Quoted passage =>

---*---

Insulin is released by beta cells in the Pancreas, and functions to decrease the amount of sugar in your blood by causing that sugar to be taken up primarily into muscle cells and stored as glycogen for later use. When more insulin is needed to maintain normal amounts of glucose in your blood, it is referred to as insulin resistance. Insulin resistance in the muscles is influenced by free-fatty acids in your blood, in addition to factors released by fat cells such as Leptin, both of which are high in obese individuals. It is actually fat that accumulates inside muscle cells (and fatty byproducts) that block the insulin driven transport of glucose into them. If glucose can’t come into the cell when insulin is present (insulin resistance), then the levels of glucose in the blood remain high after a meal.
High levels of fat in the blood is also associated with decreased secretion of Insulin from the beta cells in the Pancreas. The specific mechanism connecting insulin secretion to fat was identified in mice with a genetic alteration in a glucose transporter that releases Insulin in response to glucose in the blood. Similar changes to this transporter could be induced in normal mice fed a high-fat diet, supporting earlier evidence from the 1930’s associating high fat diets with insulin resistance. Overtime, fat and their break down products lead to beta cell death, and by the time a person is diagnosed with Diabetes, about half of their original beta cells are gone.

---*---

Excerpted records =>
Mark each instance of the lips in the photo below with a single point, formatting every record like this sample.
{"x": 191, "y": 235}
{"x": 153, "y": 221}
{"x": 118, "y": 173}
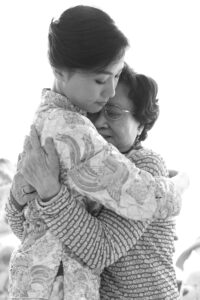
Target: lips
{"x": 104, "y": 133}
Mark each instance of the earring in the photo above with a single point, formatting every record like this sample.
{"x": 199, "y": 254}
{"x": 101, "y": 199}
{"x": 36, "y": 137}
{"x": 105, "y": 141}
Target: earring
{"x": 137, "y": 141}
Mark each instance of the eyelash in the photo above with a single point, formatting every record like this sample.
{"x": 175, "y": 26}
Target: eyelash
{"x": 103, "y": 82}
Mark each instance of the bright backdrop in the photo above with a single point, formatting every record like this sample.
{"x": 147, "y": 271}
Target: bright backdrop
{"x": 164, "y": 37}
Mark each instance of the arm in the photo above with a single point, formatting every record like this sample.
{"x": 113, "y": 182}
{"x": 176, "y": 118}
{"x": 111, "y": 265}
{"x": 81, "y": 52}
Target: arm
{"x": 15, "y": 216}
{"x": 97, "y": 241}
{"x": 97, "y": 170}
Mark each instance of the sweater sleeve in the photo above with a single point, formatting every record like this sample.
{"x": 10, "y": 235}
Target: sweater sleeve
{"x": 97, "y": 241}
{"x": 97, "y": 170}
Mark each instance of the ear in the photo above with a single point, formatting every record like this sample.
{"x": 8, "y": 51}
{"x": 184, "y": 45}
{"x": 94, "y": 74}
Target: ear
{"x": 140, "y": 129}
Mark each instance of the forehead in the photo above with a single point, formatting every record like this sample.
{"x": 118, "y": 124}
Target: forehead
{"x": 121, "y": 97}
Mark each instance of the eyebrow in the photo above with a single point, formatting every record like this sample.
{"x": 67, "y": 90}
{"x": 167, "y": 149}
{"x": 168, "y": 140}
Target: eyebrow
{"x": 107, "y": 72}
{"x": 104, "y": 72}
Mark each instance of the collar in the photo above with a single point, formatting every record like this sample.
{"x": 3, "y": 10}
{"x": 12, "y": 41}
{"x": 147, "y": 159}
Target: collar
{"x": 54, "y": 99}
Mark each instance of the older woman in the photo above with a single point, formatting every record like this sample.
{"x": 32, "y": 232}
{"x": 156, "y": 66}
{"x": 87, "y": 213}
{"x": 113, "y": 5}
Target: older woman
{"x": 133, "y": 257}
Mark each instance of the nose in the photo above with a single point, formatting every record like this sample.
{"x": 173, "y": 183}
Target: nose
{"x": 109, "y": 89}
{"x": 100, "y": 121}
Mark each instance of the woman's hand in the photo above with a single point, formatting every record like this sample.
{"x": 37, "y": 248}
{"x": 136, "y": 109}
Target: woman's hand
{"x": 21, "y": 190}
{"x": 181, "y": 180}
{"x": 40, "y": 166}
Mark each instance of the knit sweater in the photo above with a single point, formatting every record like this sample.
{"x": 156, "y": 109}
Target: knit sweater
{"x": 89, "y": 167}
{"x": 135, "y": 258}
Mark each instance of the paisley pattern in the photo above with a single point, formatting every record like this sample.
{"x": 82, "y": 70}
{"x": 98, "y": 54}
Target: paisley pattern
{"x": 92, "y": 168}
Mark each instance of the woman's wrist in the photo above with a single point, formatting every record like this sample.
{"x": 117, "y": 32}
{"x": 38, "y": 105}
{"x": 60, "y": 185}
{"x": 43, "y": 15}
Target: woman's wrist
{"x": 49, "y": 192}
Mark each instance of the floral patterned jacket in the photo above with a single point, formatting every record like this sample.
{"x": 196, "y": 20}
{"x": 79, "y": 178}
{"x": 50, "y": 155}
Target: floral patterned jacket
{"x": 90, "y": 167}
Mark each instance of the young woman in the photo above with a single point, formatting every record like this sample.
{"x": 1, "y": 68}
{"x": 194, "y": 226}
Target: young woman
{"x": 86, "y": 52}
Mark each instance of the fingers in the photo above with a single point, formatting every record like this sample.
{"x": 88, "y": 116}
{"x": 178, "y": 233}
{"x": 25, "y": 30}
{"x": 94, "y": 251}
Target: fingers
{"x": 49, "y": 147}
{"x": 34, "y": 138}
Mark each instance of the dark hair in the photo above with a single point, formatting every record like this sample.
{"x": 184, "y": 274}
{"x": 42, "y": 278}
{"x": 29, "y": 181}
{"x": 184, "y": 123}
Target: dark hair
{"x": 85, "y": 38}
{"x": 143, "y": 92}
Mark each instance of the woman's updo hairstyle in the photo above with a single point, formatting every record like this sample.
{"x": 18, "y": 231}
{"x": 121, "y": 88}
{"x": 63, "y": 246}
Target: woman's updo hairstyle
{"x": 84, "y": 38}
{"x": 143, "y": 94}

---*---

Rewrite the paragraph in the insulin passage that begins "High levels of fat in the blood" as a short bulleted list that keeps its main facts.

- High blood fat levels are linked to reduced insulin secretion from the pancreatic beta cells.
- The mechanism linking fat to insulin secretion was found in mice with a genetic alteration in a glucose transporter that releases insulin in response to blood glucose.
- Normal mice fed a high-fat diet developed similar changes to this transporter, which supports evidence from the 1930s tying high-fat diets to insulin resistance.
- Over time, fat and its breakdown products cause beta cells to die. By the time a person is diagnosed with diabetes, about half of their original beta cells are gone.